-- Start of Text section --
12 February 2024

Saint Séverin, the oldest
church in the Latin Quarter,
and the saint who gives his
name to a street and hotel

The Church of Saint-Séverin (Église Saint-Séverin) may be the oldest church in the 5th arrondissement in Paris (Photograph: Patrick Comerford, 2024)

Patrick Comerford

We were staying on the lively tourist street of Rue Saint-Séverin during our stay in Paris last week. The street and the hotel where we were staying on the Left Bank both take their name from the Church of Saint-Séverin (Église Saint-Séverin), perhaps the oldest church in 5th arrondissement.

The church, in turn, takes its name from Saint Séverin of Paris, a devout hermit who lived at the site in the sixth century, and died ca 540. One of his pupils, Clodoald or Saint Cloud, was a Merovingian prince who left the royal family to become a monk and hermit.

After Saint Séverin died, a chapel was built on the site of his cell, believed to be near the oratory of Saint Martin in the present church. This chapel was destroyed during the Norman invasions in the ninth century, and was rebuilt in the Romanesque style in the 11th century. Several sarcophogi from a cemetery of the Merovingian dynasty were discovered during rebuilding on the site in the 19th century.

Inside the Church of Saint-Séverin, first built in 1230 (Photograph: Patrick Comerford, 2024)

The church was first built in 1230, and this was the parish church for students at the University of Paris. After a fire, was rebuilt and enlarged in the 15th to 17th centuries in the Flamboyant Gothic style.

At the end of the 12th century, due to the popularity and growing size of the theology school attached to the cathedral of Notre Dame de Paris, the students and teachers were relocated to the Left Bank. The University of Paris was founded in 1215, and Saint Séverin became its parish church.

The fame of the university and its teachers attracted students and scholars from across Europe, and a larger church was needed. Work on a new building in the High Gothic style began ca 1230. The church was contemporary with Notre Dame and Sainte-Chapelle. An additional aisle on the south side was built in the early 14th century.
-- End of Text section --
-- Start of Given records --
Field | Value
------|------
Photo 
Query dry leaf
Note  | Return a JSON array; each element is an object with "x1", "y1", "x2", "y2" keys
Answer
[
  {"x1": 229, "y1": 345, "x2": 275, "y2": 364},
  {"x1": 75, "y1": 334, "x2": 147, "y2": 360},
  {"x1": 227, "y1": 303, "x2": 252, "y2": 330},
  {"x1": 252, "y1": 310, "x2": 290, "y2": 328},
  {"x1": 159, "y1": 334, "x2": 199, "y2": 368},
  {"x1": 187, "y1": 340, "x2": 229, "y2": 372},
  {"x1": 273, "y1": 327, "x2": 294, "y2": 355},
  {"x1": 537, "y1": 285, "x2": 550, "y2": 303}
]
-- End of Given records --
— Required actions —
(A) Summarize the Saint-Séverin passage in two sentences.
(B) Reproduce the Saint-Séverin passage between "The church was first" and "early 14th century.", inclusive.
Draw only on the Saint-Séverin passage, not on the listing.

— Solutions for each task —
(A) The Church of Saint-Séverin, perhaps the oldest church in the 5th arrondissement of Paris, takes its name from Saint Séverin, a hermit who lived at the site in the sixth century and died ca 540. A chapel built on the site of his cell was destroyed during the ninth-century Norman invasions and rebuilt in the Romanesque style in the 11th century, and the church became the parish church of the University of Paris, with work on a larger High Gothic building beginning ca 1230.

(B)
The church was first built in 1230, and this was the parish church for students at the University of Paris. After a fire, was rebuilt and enlarged in the 15th to 17th centuries in the Flamboyant Gothic style.

At the end of the 12th century, due to the popularity and growing size of the theology school attached to the cathedral of Notre Dame de Paris, the students and teachers were relocated to the Left Bank. The University of Paris was founded in 1215, and Saint Séverin became its parish church.

The fame of the university and its teachers attracted students and scholars from across Europe, and a larger church was needed. Work on a new building in the High Gothic style began ca 1230. The church was contemporary with Notre Dame and Sainte-Chapelle. An additional aisle on the south side was built in the early 14th century.